DIRECTIONS:
Retype the lines below word for word, starting at the line that contains "lanyard in the photo above." and ending with the final line, and include nothing else.

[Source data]
----
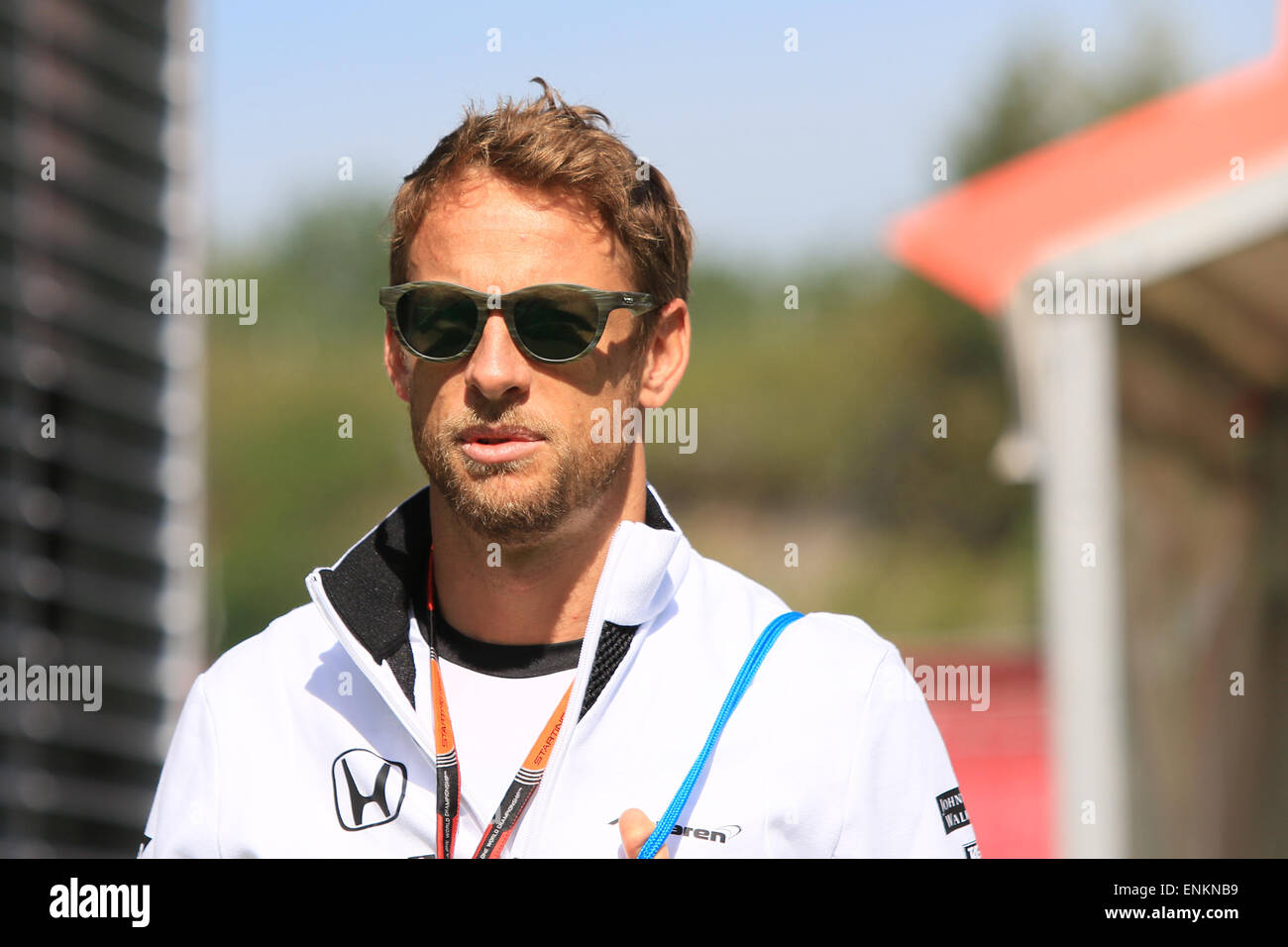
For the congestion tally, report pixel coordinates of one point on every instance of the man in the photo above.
(526, 657)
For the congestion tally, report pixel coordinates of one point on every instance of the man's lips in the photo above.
(496, 445)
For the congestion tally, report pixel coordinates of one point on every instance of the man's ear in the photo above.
(666, 356)
(398, 365)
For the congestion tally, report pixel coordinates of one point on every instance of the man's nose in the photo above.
(496, 368)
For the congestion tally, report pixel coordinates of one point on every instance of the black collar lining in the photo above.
(374, 583)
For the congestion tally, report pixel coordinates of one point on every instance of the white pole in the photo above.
(1081, 574)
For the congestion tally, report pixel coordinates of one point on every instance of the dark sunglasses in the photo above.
(553, 322)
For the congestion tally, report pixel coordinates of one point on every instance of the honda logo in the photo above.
(369, 789)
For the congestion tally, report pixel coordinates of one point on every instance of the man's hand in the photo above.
(635, 828)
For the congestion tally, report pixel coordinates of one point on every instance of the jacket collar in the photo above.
(380, 583)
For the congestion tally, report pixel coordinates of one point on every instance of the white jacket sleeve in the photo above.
(184, 814)
(903, 799)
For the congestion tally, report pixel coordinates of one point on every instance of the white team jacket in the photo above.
(303, 741)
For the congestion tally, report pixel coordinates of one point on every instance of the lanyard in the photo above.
(449, 768)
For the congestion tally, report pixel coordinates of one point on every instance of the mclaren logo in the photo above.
(369, 789)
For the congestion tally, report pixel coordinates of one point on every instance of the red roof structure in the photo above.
(979, 239)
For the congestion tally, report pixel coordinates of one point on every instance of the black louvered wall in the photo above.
(98, 519)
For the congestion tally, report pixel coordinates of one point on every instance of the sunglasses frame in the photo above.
(605, 302)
----
EXERCISE RESPONSE:
For the congestion tally, report pixel coordinates of one point on every instance of the lanyard in the photo above.
(449, 768)
For the congestion tally, report pixel coordinates of one point on every instance of the mclaren logo in the photo above.
(369, 789)
For the congestion tally, report pixel coordinates of one point on every instance of the red roof structure in the photo above.
(979, 239)
For the congestion tally, report pixel coordinates of one point on every instance of the black louvered wall in the photo above.
(98, 519)
For the congestion tally, report pixel coordinates of one point on every instance of the sunglasses frame in the photo above.
(605, 302)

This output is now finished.